Copy out the full text about Dr. John word for word.

Text provided:
•••
She had an impressive record of scholarly activity, with more than 100 publications on her CV. She obtained such funding as CkID and NIH grants, and she was sought after throughout the world as an invited speaker. But she would want the emphasis to be on the ways that she furthered her area of study by helping others to succeed. Dr. John created a lasting impact through her tireless work with patients and young physicians. She was deeply committed to community service, spearheading a wide range of programs for children and families both local and abroad. As a testament to her excellence, she received 15 teaching and mentoring awards, more than 15 service awards, and 5 patient care awards from UI Health.

Dr. John had a compassionate approach to all aspects of her profession, and she was a remarkably generous person. She was devoted to her family members, particularly her late sister (Iris P. Samuel) and her children (Smitha and Suneeth Samuel). Arrangements have been made with Smith-Corcoran Funeral Home at 6150 North Cicero Avenue in Chicago: funeral service on Saturday, June 8, at 11 am; and visitation on Friday, June 7, from 3 to 8 pm. Internment will be in the Bohemian National Cemetery. For the obituary and details, please visit the Smith-Corcoran website. The Department of Pediatrics will have a memorial grand rounds in Dr. John’s honor on September 20, 2019.
•••
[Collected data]
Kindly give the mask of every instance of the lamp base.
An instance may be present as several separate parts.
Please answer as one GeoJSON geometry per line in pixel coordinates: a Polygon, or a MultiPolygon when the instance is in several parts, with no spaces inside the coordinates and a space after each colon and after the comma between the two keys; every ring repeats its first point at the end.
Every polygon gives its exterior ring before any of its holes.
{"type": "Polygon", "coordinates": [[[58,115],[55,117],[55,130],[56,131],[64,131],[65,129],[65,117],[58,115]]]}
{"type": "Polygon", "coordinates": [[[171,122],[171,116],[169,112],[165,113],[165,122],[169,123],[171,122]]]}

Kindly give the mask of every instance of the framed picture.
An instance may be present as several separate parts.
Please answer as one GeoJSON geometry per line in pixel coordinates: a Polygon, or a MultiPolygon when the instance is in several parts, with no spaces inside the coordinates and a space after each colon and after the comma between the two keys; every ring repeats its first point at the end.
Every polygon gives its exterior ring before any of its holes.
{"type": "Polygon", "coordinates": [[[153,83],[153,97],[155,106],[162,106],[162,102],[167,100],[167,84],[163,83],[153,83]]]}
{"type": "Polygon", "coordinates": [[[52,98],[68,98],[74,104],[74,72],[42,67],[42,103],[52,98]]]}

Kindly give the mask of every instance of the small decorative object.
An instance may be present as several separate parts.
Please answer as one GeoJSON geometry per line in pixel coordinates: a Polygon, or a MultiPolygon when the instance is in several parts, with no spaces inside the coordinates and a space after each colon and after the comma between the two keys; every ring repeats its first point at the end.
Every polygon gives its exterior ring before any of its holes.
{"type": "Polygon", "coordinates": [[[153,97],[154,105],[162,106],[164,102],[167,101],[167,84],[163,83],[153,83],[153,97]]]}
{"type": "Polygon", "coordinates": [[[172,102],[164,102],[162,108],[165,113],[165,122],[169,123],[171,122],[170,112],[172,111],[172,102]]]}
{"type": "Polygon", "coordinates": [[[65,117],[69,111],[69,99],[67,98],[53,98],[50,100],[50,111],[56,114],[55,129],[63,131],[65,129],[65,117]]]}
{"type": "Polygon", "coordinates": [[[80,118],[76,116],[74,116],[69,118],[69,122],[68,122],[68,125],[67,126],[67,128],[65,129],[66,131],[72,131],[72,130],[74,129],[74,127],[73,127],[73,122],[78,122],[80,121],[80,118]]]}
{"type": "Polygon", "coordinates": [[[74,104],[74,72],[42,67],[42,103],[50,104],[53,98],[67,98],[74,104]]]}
•••
Answer box:
She had an impressive record of scholarly activity, with more than 100 publications on her CV. She obtained such funding as CkID and NIH grants, and she was sought after throughout the world as an invited speaker. But she would want the emphasis to be on the ways that she furthered her area of study by helping others to succeed. Dr. John created a lasting impact through her tireless work with patients and young physicians. She was deeply committed to community service, spearheading a wide range of programs for children and families both local and abroad. As a testament to her excellence, she received 15 teaching and mentoring awards, more than 15 service awards, and 5 patient care awards from UI Health.

Dr. John had a compassionate approach to all aspects of her profession, and she was a remarkably generous person. She was devoted to her family members, particularly her late sister (Iris P. Samuel) and her children (Smitha and Suneeth Samuel). Arrangements have been made with Smith-Corcoran Funeral Home at 6150 North Cicero Avenue in Chicago: funeral service on Saturday, June 8, at 11 am; and visitation on Friday, June 7, from 3 to 8 pm. Internment will be in the Bohemian National Cemetery. For the obituary and details, please visit the Smith-Corcoran website. The Department of Pediatrics will have a memorial grand rounds in Dr. John’s honor on September 20, 2019.